▶ _ARBEITSAUFTRAG_
Schreibe den Spielbericht über die Heimniederlage des TSV 1860 gegen den FC Ingolstadt im Anschluss an seinen letzten Satz weiter.

▶ _TEXTBLOCK_

-*-*-

2024-05-08T14:46:11.570Z

Spielbericht
Ausgehebelt: Gegen körperlich überlegene, teils überhart spielende Ingolstädter hatten die Löwen (hier Greilinger) einen schweren Stand.
Ausgehebelt: Gegen körperlich überlegene, teils überhart spielende Ingolstädter hatten die Löwen (hier Greilinger) einen schweren Stand. – Foto: sampics

TSV 1860 schlittert mit Heimpleite in die Herbstkrise – „Dürfen jetzt keine Panik schieben“

Kritik an Schiri Brand

Der TSV 1860 kassiert gegen den FC Ingolstadt die erste Heimniederlage. Daran war am Samstag nicht nur die Schiedsrichter-Leistung schuld.

München – Am Ende gewannen die Löwen zumindest die inoffizielle Knigge-Wertung. Während Patrick Schmidt nach seinem Gewaltschuss zum vorentscheidenden 0:2 präpubertäre Gesten vor der Westkurve aufführte, waren die Löwen wie zuvor auf dem Platz brave Gastgeber. Abwehrchef Jesper Verlaat klagte erst in der VIP-Alm über „klare Fehlentscheidungen“ des Schiedsrichtergespanns.

Marco Hiller beließ es beim Tadel, dass sich der FC Ingolstadt insgesamt „sch . . . aufgeführt“ habe – nicht nur wegen Missachtung der Jubel-Etikette, sondern vor allem wegen ungebührlich harter und aus 1860-Sicht unzureichend geahndeter Zweikampfführung. „Es hätte natürlich gutgetan, die heute aus dem Stadion rauszuschießen“, sagte der Torhüter. Und Michael Köllner? Der sonst so impulsive Trainer erinnerte sich an sein Vorstrafenregister (drei Gelbe Karten) – und überließ das Dampfablassen diesmal seinen Vorgesetzten.

TSV 1860 fordert zwei Platzverweise für Ingolstadt

Marc-Nicolai Pfeifer, eigentlich für die Finanzen zuständig, empfing das Schiedsrichtergespann am Spielertunnel, als die erste Heimniederlage amtlich war – Joker Meris Skenedrovic hatte kurz vor dem Schlusspfiff den 1:2-Endstand markiert. Es sah nach mühsam gezügelter Wut aus, wie Pfeifer auf die Männer in Gelb einredete. Günther Gorenzel, der für den Sport verantwortliche Geschäftsführer, fasste einige Schlüsselszenen in gewohnter Sachlichkeit zusammen. David Kopacz habe Fabian Greilinger zweimal „am Rande einer Tätlichkeit“ gefoult (9., 27.). Und auch bei Moussa Doumbouya, der Hiller in Kung-Fu-Manier attackierte (54.), fanden es die Löwen unverständlich, dass Benjamin Brand die Rote Karte stecken ließ. FCI-Coach Rüdiger Rehm reagierte in beiden Fällen umgehend und nahm die Sünder aus der Schusslinie, indem er sie zum Duschen schickte. „Damit ist alles gesagt, wenn der gegnerische Trainer Spieler runterholt, weil sie kurz vor Gelb-Rot stehen“, sagte Köllner und kam zum Ergebnis: „So hat der Schiedsrichter Ingolstadt zweimal am Leben gelassen.“

Gekillt, um im Bild zu bleiben, haben sich die Löwen trotzdem selbst. Weil das Spiel der Köllner-Elf nicht mehr mit jenem aus der ersten Saisonphase zu vergleichen ist. Die Leichtigkeit ist weg, Automatismen im Aufbauspiel sucht man vergeblich. Dazu kamen am Samstag: formschwache Profis, die spielten (u.a. Kobylanski, zum Glück für 1860 nur eine Halbzeit lang), ein Toptalent, das seltsamerweise 90 Minuten auf der Bank saß (Morgalla), ein kurzfristiger Ausfall (Lex) – und eine Körpersprache, die in der Anfangsphase, als Ingolstadt 1860 hinten reinpresste, eines Derbys unwürdig war. „Wir waren vielleicht einen Tick gieriger und griffiger“, urteilte Rehm. Yannick Deichmann wollte nicht widersprechen. „In der Anfangsphase waren wir nicht da“, sagte der Achter: „Dann haben die uns einen oben reingeschweißt (Costly, unbedrängt von Kobylanski/15.).“ Am Ende, fand er, „war es zu wenig, dass wir hier drei Punkte mitnehmen“.

-*-*-

[Einträge aus einem Datensatz mit Punktannotationen]
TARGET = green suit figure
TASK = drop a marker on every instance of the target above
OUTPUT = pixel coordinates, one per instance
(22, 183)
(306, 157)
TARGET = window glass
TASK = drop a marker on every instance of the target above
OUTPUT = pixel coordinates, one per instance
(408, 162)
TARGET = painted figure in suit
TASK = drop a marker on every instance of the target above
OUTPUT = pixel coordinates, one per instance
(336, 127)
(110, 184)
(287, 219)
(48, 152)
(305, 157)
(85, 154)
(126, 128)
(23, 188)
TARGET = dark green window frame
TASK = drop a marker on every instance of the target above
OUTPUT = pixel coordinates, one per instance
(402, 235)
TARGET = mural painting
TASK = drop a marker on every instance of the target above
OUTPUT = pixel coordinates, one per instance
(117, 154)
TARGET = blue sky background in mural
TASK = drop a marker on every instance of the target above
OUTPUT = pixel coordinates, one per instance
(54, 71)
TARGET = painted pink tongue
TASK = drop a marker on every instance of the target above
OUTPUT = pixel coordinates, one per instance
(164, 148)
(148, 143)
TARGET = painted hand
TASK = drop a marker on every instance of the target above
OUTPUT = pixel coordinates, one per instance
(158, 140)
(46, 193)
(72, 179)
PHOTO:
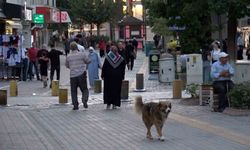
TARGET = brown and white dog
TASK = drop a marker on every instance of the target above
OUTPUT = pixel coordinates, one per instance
(153, 114)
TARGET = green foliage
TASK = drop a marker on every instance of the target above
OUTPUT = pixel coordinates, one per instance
(160, 26)
(192, 89)
(239, 96)
(93, 11)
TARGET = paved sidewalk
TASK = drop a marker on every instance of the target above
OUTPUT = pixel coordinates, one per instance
(40, 123)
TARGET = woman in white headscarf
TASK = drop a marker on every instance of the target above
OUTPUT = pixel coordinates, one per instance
(93, 67)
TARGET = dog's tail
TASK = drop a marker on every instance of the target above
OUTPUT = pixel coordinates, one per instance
(138, 104)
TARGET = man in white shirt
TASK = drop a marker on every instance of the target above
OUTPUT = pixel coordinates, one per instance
(240, 44)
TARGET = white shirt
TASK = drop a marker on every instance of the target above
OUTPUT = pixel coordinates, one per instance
(80, 48)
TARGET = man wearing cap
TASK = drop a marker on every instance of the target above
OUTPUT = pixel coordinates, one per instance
(77, 63)
(221, 73)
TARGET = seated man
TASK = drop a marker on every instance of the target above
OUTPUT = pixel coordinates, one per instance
(221, 73)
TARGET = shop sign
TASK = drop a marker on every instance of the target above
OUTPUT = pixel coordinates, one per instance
(38, 18)
(64, 18)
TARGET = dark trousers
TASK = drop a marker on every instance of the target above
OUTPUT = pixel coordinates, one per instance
(31, 65)
(25, 69)
(221, 88)
(52, 72)
(240, 53)
(130, 63)
(81, 82)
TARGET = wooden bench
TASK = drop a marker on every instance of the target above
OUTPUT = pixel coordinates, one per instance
(207, 97)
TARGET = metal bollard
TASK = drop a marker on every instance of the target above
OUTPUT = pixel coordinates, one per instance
(124, 90)
(55, 88)
(63, 96)
(140, 83)
(177, 88)
(98, 86)
(13, 88)
(3, 97)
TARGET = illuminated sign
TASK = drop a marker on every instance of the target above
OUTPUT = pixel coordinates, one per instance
(38, 18)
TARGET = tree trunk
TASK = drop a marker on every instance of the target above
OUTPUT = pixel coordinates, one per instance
(98, 29)
(232, 29)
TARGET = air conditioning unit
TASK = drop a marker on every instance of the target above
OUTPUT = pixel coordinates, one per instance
(194, 68)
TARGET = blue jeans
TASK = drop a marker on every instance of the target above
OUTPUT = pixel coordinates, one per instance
(81, 82)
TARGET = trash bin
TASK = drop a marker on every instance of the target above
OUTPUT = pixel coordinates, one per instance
(177, 88)
(154, 56)
(166, 70)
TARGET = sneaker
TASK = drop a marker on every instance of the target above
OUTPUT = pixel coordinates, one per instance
(108, 106)
(85, 105)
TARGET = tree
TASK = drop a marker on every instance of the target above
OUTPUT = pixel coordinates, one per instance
(93, 11)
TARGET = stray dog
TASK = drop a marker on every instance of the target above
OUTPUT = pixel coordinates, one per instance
(153, 114)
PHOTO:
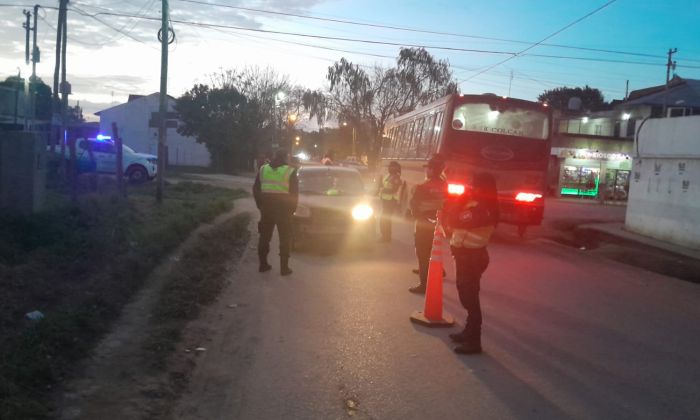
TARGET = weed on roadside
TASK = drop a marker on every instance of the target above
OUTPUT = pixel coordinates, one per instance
(78, 266)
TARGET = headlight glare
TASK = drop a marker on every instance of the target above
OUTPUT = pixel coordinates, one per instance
(302, 211)
(362, 212)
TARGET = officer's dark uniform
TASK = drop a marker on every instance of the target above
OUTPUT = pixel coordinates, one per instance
(276, 193)
(427, 199)
(470, 224)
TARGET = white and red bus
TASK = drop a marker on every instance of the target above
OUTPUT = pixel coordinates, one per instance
(509, 138)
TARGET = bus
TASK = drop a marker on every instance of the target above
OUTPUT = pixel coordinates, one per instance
(507, 137)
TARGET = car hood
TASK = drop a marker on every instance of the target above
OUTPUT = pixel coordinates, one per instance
(337, 202)
(145, 156)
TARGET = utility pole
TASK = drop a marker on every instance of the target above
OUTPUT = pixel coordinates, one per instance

-*-*-

▶ _DIE AUSGABE_
TSV 1860 bewahrt Ruhe vor wichtigen Wochen

Womöglich ist es Köllners Löwen nicht gut bekommen, die lange Länderspielpause auf Platz eins zu verbringen. Streiten lässt sich auch darüber, ob es Schicksal ist, wenn die Gegner plötzlich regelmäßig Traumtore erzielen (war schon beim 1:1 in Dortmund der Fall) – oder ob sich das Momentum stets dann abwendet, wenn man zu wenig dafür tut, um erfolgreich zu bleiben.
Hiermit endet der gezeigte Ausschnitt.